- [TASK ITEM]: Print the entries that appear below, exactly as written and without their pictures.
BEGIN
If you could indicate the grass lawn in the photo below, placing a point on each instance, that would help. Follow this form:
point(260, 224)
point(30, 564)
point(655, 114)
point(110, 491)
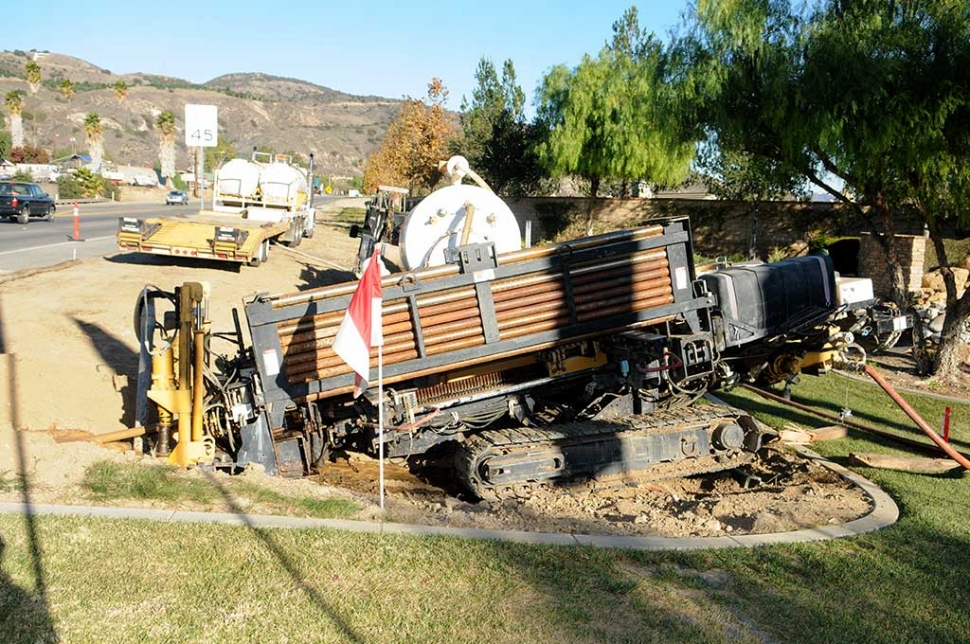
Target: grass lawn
point(133, 581)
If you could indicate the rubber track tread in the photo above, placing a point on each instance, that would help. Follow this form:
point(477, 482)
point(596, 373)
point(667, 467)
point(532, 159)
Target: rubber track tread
point(512, 440)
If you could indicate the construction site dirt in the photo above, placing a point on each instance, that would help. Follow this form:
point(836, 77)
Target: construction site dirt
point(69, 362)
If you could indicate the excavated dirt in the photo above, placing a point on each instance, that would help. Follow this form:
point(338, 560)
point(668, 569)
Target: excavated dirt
point(68, 361)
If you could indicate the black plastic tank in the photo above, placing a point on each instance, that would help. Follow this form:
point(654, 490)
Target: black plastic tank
point(764, 300)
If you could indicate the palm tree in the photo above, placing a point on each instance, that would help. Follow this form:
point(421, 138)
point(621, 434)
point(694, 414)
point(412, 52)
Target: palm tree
point(67, 88)
point(121, 90)
point(33, 76)
point(166, 133)
point(15, 103)
point(95, 131)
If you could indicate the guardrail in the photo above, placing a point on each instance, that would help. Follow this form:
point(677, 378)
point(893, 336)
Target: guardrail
point(61, 202)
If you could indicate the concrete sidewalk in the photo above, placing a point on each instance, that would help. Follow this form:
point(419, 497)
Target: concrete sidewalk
point(884, 513)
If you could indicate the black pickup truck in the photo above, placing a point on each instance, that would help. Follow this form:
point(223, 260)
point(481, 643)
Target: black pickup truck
point(21, 201)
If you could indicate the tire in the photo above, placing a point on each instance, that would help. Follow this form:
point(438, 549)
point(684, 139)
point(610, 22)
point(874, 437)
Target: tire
point(311, 228)
point(262, 254)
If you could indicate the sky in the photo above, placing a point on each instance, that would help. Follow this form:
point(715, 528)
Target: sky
point(370, 47)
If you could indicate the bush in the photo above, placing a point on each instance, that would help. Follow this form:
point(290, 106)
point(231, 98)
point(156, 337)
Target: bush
point(68, 187)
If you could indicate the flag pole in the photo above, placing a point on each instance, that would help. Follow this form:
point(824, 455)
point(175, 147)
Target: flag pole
point(380, 415)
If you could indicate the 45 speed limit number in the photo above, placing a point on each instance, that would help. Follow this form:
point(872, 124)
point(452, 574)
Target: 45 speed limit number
point(201, 126)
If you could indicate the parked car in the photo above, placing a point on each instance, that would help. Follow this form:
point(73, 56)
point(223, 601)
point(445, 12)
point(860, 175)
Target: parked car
point(177, 197)
point(21, 201)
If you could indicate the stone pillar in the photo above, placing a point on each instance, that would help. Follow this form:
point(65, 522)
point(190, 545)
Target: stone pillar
point(873, 263)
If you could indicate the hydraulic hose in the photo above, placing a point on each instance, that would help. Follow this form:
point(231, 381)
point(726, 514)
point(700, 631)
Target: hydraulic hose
point(849, 423)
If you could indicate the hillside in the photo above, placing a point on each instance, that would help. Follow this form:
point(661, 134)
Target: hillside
point(254, 109)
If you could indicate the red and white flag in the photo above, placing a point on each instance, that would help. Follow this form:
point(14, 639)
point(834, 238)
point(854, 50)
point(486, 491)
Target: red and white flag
END
- [SOLVED PROBLEM]:
If you could indicate the grass lawn in the photo below, placing a point on each instance, that would help. Follow this form:
point(260, 224)
point(30, 564)
point(655, 114)
point(110, 491)
Target: grass lawn
point(133, 581)
If you could indicate the rubber track tread in the photo above, placing a point on each instance, that would help. Follow this form:
point(477, 482)
point(596, 373)
point(667, 467)
point(532, 159)
Target: rubber track tread
point(512, 440)
If you could indicate the construction site dirt in the photo above, placing a point on each instance, that would help. Follow this form:
point(836, 77)
Target: construction site dirt
point(69, 362)
If you could indicate the excavated dirt in the photo above, placing a point on each instance, that would help. Follow this form:
point(338, 560)
point(668, 569)
Target: excavated dirt
point(68, 361)
If you could indicate the black plastic tank in the photo above, placing a point on each instance, that would help. Follow this form:
point(654, 490)
Target: black plastic tank
point(764, 300)
If you could indicate the palm tree in the photo above, placing a point on each instance, that would help. Follow this form:
point(421, 138)
point(621, 434)
point(694, 414)
point(412, 52)
Target: palm tree
point(67, 88)
point(121, 90)
point(33, 76)
point(166, 133)
point(15, 103)
point(95, 131)
If you could indicate the guardrail in the photo above, placing a point on each instance, that would help. Follow this form:
point(677, 378)
point(893, 336)
Target: guardrail
point(61, 202)
If you could indicate the concrete sidewalk in the photo above, placing a point on each instance, that would help. Follow this form:
point(419, 497)
Target: concrete sidewalk
point(884, 513)
If you could indicate the black pickup truck in the photo above, placing a point on each instance, that would help. Follow this form:
point(223, 260)
point(481, 643)
Target: black pickup truck
point(21, 201)
If you could indicate the tire in the photo above, placing a point on each instance, that would help. Follow this form:
point(438, 549)
point(684, 139)
point(610, 22)
point(874, 437)
Target: tire
point(311, 228)
point(262, 254)
If you could indicate the sky in the photo above, placing a point on each instance, that would help. Follow this form:
point(715, 528)
Target: sky
point(370, 47)
If you could indicate the bush in the photo above, placing a point on each instance, that would help. Follow this form:
point(290, 106)
point(231, 98)
point(156, 337)
Target: bush
point(68, 187)
If you could indicate the flag pole in the photo above, placing a point on each instance, that would help. Follow this form:
point(824, 455)
point(175, 147)
Target: flag pole
point(380, 415)
If you could indicate the 45 speed limit number in the photo above, placing a point on each instance, that would help. Follow this form:
point(872, 124)
point(452, 574)
Target: 45 speed limit number
point(201, 126)
If you could indicate the parked car in the photo above, placing a point on each instance, that would help. Follow this form:
point(73, 56)
point(223, 601)
point(445, 12)
point(860, 175)
Target: parked car
point(177, 197)
point(21, 201)
If you could indicate the stone pillar in the photo above, placing a point on each instance, that would help. Follow this form:
point(65, 522)
point(190, 545)
Target: stone pillar
point(873, 263)
If you could indicate the hydraulic hose in the photo above, placing a point on each instance, that would help. Follow this form:
point(231, 381)
point(726, 514)
point(700, 631)
Target: hydraulic hose
point(849, 423)
If you could indicate the hillside in the photo above, placing a point on each instance, that would help. Follow this form:
point(661, 134)
Target: hillside
point(254, 109)
If you could indicate the red and white flag in the photo above, placing a point on each instance, that would help. Follow this form:
point(14, 639)
point(834, 238)
point(854, 50)
point(486, 491)
Target: red and white flag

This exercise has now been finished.